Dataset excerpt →
################

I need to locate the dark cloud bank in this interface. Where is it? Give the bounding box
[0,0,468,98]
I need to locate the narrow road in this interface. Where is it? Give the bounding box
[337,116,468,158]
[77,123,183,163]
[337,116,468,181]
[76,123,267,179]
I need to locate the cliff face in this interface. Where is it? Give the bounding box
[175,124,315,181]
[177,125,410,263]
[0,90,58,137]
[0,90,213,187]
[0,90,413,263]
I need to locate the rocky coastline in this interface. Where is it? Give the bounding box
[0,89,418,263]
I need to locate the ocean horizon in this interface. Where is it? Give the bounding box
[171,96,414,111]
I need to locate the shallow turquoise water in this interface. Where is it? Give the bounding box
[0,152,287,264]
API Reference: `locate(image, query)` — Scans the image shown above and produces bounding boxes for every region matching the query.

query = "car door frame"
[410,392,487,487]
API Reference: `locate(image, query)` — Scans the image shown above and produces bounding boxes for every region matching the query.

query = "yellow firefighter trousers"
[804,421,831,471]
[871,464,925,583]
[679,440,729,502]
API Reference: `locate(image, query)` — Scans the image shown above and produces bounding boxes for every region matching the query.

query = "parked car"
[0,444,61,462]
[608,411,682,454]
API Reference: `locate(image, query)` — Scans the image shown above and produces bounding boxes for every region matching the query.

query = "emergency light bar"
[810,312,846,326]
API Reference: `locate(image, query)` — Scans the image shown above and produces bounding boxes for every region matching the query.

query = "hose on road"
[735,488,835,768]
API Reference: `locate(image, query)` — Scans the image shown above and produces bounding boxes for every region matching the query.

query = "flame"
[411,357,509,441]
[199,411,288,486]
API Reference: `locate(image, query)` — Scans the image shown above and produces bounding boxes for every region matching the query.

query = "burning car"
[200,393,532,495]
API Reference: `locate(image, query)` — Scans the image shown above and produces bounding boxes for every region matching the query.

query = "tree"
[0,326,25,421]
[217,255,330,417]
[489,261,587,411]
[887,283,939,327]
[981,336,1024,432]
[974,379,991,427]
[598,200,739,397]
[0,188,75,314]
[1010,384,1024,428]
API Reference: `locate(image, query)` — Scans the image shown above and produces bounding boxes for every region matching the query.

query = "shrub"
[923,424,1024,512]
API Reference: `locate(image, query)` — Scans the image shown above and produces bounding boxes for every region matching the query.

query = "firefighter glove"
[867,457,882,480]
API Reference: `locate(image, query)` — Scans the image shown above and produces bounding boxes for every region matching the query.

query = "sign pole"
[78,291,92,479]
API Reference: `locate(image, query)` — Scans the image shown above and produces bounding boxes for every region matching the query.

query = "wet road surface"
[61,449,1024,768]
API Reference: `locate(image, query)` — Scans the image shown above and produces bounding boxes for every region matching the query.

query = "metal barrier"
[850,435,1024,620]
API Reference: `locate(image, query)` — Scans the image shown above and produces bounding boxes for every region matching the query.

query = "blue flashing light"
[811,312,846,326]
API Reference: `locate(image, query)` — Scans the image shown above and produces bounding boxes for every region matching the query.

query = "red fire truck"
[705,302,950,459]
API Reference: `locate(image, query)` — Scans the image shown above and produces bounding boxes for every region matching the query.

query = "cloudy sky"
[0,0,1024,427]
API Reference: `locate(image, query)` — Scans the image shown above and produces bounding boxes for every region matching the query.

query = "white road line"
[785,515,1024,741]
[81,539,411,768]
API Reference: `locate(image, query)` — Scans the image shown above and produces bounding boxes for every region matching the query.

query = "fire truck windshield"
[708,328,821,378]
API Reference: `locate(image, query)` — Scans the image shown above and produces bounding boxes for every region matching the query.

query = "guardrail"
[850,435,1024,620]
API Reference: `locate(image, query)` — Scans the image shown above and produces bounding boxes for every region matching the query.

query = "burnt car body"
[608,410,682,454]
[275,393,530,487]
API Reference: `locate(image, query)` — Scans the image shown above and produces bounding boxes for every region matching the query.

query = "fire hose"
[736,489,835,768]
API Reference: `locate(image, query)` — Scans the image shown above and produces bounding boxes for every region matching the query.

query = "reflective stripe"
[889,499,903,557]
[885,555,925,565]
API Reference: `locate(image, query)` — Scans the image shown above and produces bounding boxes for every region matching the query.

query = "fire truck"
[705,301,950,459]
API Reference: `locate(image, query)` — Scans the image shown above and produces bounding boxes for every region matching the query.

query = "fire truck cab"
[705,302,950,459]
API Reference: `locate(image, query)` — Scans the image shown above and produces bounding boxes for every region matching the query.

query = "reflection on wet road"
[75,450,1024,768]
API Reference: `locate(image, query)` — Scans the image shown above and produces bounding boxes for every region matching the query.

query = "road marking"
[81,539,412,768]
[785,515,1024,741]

################

STATED GOAL →
Reproduce all of the material above line for line, changing nothing.

ANSWER TO THIS TASK →
I need to locate the dark cloud bank in this interface. Where is it? Give the bounding box
[0,0,468,98]
I need to locate the narrow road in this interface. Where is it? Give the bounding box
[337,116,468,158]
[77,123,183,163]
[337,116,468,181]
[76,123,267,179]
I need to locate the cliff face in this interface. Where is it? Give the bounding box
[175,124,315,181]
[177,125,410,263]
[0,90,58,137]
[0,90,213,187]
[0,90,413,263]
I need to locate the rocky coastline in this interface. Where is it? Give the bounding box
[0,89,418,263]
I need to locate the ocean horizon in this interface. Where is it? Give the bounding box
[171,96,414,111]
I need to locate the shallow turquoise water in this interface. Where is it? Give the bounding box
[0,152,287,264]
API Reference: `locate(image, query)` — Scans the image shown above and produces bounding boxes for every region matching the query.

query = "car door frame"
[410,392,487,487]
API Reference: `locate(image, query)` — Scans the image shown above and produces bounding boxes for every region matching the query.

query = "yellow firefighter trousers"
[804,421,831,471]
[871,464,925,583]
[679,440,729,502]
API Reference: `locate(image, query)` — Scans the image shown above and produces bounding boxes for every region matching the query.

query = "parked car"
[0,444,61,462]
[608,411,682,454]
API Reference: `locate(image, query)` — Scans the image shown above and produces bounding boxes for every region matching the query.

query = "emergency light bar"
[810,312,846,326]
API Reference: `locate(image, query)` — Scans the image shown above and produces bounding boxes for every region matching the query.

query = "hose on road"
[735,488,835,768]
API Reference: `locate(image, query)` — Scans the image shown above and produces bounding boxes for every region matching the query.

query = "flame"
[411,357,509,441]
[199,411,288,486]
API Reference: `locate(image, query)` — Scans the image shown above and produces bounding boxes for every region matching the query.

query = "burning car"
[200,393,532,495]
API Reference: `locate(image, query)` — Scans the image shown above and produces bounding boxes for every region matching the query.

query = "tree"
[0,326,25,421]
[217,255,330,417]
[489,261,587,411]
[887,283,939,327]
[981,336,1024,432]
[974,379,991,427]
[598,200,739,397]
[0,188,75,314]
[1010,384,1024,428]
API Reference: `locate(image, query)` — Scans the image shown above and produces bounding boxes for every region matching the query.

query = "shrub"
[923,424,1024,512]
API Reference: `locate(image, query)` — Scans the image shown above and produces bounding boxes for every region matching the query.

query = "firefighter glove"
[867,457,882,480]
API Reference: `locate(image, query)` — Scans the image shown above and produces bounding boxes for every region matching the query.

query = "sign pole"
[78,291,92,479]
API Reference: `locate(image, query)` — Scans the image shown above and produces bounding boxes for every region matching the query.

query = "wet road surface"
[61,449,1024,768]
API Reference: `locate(image, query)` — Scans the image shown above and produces bounding boxes for every region matching the query.

query = "metal barrier"
[850,435,1024,620]
API Reference: `locate(image, query)` — Scans the image shown above and produces bounding boxes for every region matching the query.

query = "blue flashing light"
[811,312,846,326]
API Reference: `locate(image, query)` — Scans the image shown above and produces bounding boxes for every region matching the query.

query = "red fire truck"
[705,302,950,459]
API Reference: `locate(image, query)` — Scans the image shown above and produces bounding boxes for every region matching the query.

query = "cloudy sky"
[0,0,1024,427]
API Reference: `locate(image, query)` — Scans the image shown above and produces bounding boxes for every region matching the query.

query = "white road line"
[785,515,1024,741]
[81,539,411,768]
API Reference: `locate(image, query)` — Scans the image shown above and produces bounding boxes for every region matching the query.

query = "fire truck windshield"
[708,328,821,378]
API Reference: `locate(image, query)` — Scans the image shown above and produces bounding boxes for every region matching the query.

query = "guardrail"
[850,435,1024,620]
API Reference: `locate(image, query)` — Scans the image shown above and produces bounding boxes for every region matching the query.

query = "burnt car body"
[608,410,682,454]
[275,393,530,487]
API Reference: `locate(image, query)` — Scans the image shown above and produces bounding boxes for every region matching the query.

query = "fire hose"
[736,489,835,768]
API Reference: `locate(image, query)` — Scans the image shown above and produces bounding boxes for every region matching the query.

query = "reflective stripe"
[889,499,903,557]
[885,555,925,565]
API Reference: `locate(image, query)` — Scans the image shown above and produces bounding boxes for every region matching the query.

query = "fire truck"
[705,301,950,459]
API Reference: `locate(image, query)` — Scans the image shown above and produces bounding boxes for every region matching the query.

query = "fire truck cab"
[705,302,950,459]
API Reference: `locate(image, query)` — Scans the image shown above and produces bounding boxes for every region matching the query.

query = "reflection on wet road"
[75,450,1024,768]
API Reference: `locate(image, query)` — Scans the image shown above and produces bounding boxes for every region matching the query.

query = "road marking"
[81,539,412,768]
[785,515,1024,741]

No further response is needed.